# Given data

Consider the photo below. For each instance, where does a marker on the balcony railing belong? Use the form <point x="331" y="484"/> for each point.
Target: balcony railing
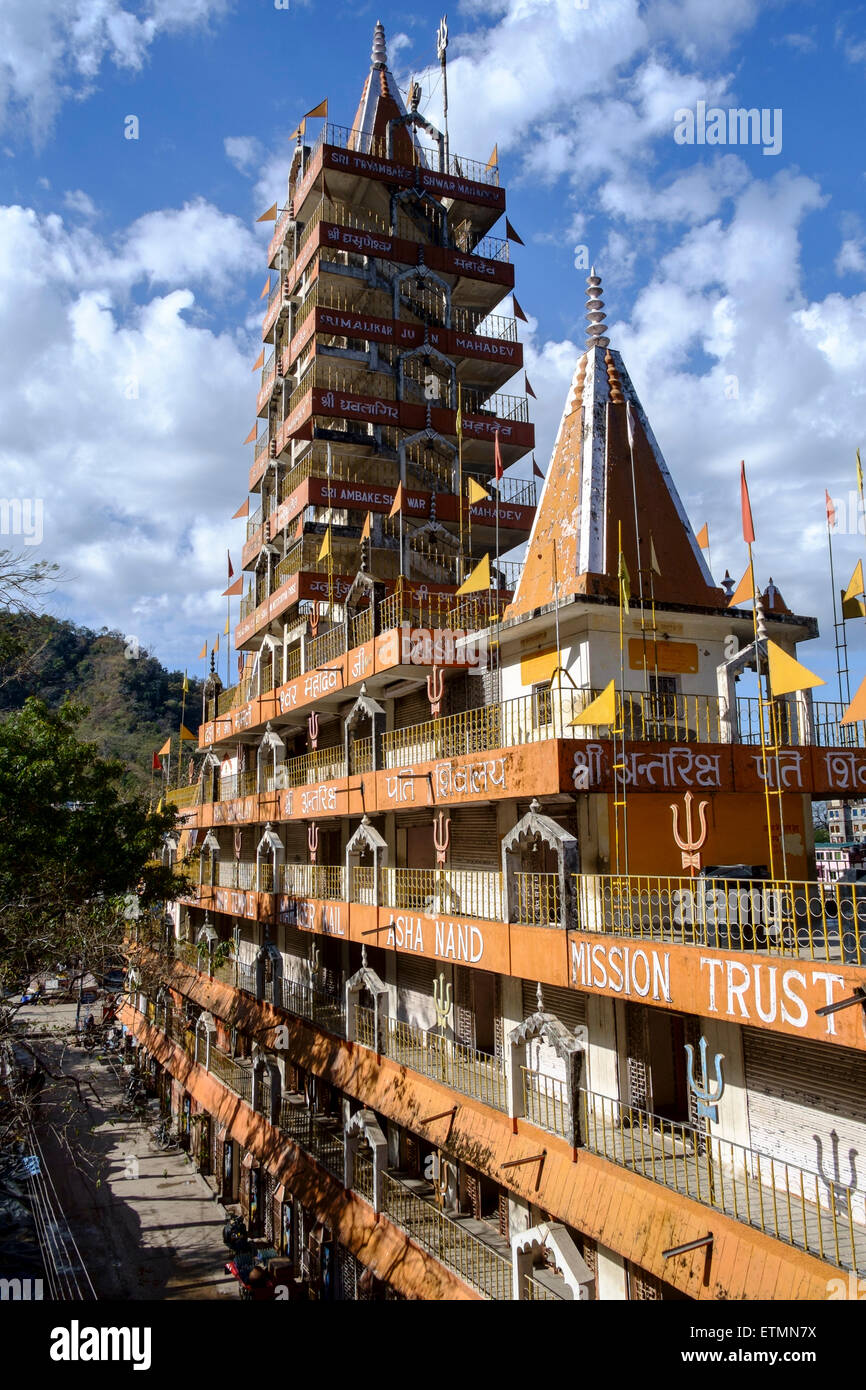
---
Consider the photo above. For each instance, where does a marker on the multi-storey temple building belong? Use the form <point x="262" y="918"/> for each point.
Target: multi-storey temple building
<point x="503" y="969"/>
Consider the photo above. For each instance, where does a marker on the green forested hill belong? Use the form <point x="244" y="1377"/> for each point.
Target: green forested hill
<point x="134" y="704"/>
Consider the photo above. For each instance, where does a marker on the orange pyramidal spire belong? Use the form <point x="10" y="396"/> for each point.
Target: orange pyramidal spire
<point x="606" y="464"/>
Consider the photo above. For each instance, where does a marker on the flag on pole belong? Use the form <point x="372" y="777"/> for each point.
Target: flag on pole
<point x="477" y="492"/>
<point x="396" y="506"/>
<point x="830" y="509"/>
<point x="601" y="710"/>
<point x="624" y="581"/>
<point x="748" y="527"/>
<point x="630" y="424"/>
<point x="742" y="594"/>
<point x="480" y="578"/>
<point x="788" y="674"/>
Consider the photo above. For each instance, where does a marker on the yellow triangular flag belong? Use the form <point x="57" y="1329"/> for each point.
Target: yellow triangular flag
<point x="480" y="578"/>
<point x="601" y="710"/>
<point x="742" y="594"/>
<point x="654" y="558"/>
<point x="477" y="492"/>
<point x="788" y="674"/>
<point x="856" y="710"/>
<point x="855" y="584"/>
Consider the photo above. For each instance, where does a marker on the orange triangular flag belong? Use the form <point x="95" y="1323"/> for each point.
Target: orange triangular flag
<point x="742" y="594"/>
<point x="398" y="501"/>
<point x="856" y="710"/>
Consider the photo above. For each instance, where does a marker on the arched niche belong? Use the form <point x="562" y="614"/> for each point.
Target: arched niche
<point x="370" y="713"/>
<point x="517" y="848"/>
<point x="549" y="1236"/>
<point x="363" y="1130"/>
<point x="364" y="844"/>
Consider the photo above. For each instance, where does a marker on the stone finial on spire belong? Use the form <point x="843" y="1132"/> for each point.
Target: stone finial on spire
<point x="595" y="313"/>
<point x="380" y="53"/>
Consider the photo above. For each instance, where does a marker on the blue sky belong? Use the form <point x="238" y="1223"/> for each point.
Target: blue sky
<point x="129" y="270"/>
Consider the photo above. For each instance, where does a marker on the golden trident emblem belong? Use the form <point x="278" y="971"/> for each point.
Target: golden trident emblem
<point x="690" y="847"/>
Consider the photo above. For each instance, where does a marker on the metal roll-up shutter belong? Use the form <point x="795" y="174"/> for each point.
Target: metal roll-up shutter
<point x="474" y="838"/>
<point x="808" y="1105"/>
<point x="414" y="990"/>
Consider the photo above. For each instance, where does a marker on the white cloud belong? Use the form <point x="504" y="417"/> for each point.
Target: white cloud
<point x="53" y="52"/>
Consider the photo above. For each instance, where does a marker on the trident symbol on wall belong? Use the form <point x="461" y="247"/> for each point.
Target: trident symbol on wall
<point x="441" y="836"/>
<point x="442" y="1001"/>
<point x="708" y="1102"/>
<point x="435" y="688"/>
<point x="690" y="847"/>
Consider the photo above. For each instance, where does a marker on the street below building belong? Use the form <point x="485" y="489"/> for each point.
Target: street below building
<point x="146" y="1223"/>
--
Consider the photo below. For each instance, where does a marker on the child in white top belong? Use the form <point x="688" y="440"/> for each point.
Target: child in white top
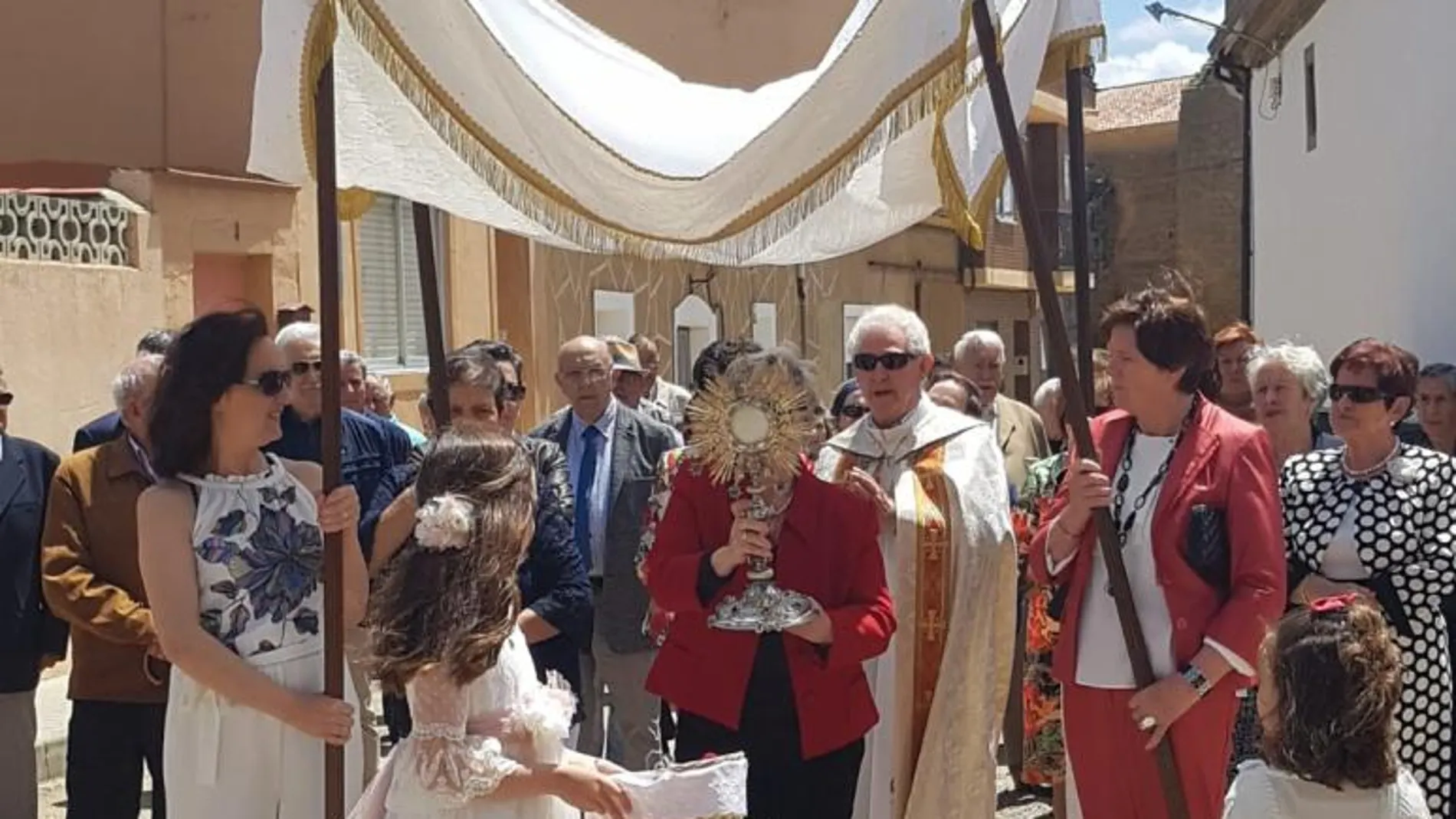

# Problem statement
Which lines in the records above contain the word "cloud"? Extract each of them in full.

# Exercise answer
Consider the photo above. For each instance, where does a marker on the white cloud belong? Use the form <point x="504" y="417"/> for each point.
Target: white cloud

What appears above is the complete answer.